TEXTO EXTRAÍDO:
Keywords: Land Regularization. Social Role. Home. Inclusionary Zone.
O presente trabalho tem o objetivo específico de analisar a regularização fundiária como instrumento de efetivação do direito à moradia e à cidade sustentável. Nessa perspectiva, busca-se identificar os aspectos relevantes da regularização fundiária, à luz do princípio da função social da propriedade, e em que medida este instrumento contribui para a redução das desigualdades sociais.
Para tanto, é realizada, inicialmente, uma
descrição do instituto da regularização fundiária, sobretudo para delinear o
seu conteúdo e evolução, interligando-o com o princípio da função social da
propriedade e os dispositivos legais que a abrangem. Logo em seguida,
examina-se, também, o programa conhecido como cota de solidariedade — ou cota para moradia de interesse social aplicado
inicialmente nos Estados Unidos e em outros países europeus, como a França e,
muito recentemente, no Brasil.
O conceito de regularização fundiária está intrinsecamente
relacionado aos direitos e garantias constitucionalmente assegurados aos
cidadãos, tal como o direito à propriedade e seu desdobramento referente à
função social. Tal direito está previsto no art. 5º da Constituição Federal, em
seus incisos XXII e XXIII. O direito à moradia, por sua vez, está previsto no
art. 6º, caput, da referida Carta
Magna. Consiste, pois, no conjunto de medidas jurídicas, urbanísticas,
ambientais e sociais que visam à regularização de assentamentos irregulares e à
titulação de seus ocupantes, a fim de garantir o direito social à moradia, o
pleno desenvolvimento das funções sociais da propriedade urbana e o direito ao
meio ambiente ecologicamente equilibrado.[1]
Com efeito, a Constituição Federal de 1988 redimensionou o papel do Estado dotando-o de institutos jurídicos de conteúdo social e ambiental, como, por exemplo, na função social e ambiental da propriedade e na delimitação das políticas públicas relacionadas ao urbanismo.
O objetivo de toda política urbana remete-se à concretização do direito à cidade, conforme estabelecido no art.182 da Constituição, idealizado pelo legislador constituinte com a finalidade de atingir os anseios da sociedade.

O QUE FAZER:
- A) Quais tipos de medidas, segundo o texto sobre regularização fundiária, formam o conjunto que visa à regularização de assentamentos irregulares e à titulação de seus ocupantes?
- B) No texto sobre regularização fundiária, em que artigo da Constituição Federal está previsto o direito à moradia?
Não é preciso consultar o material.

MATERIAL FORNECIDO:
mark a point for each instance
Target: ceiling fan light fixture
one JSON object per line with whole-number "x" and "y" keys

RESPOSTAS DO EXERCÍCIO:
- A) Medidas jurídicas, urbanísticas, ambientais e sociais.

- B) No art. 6º, caput.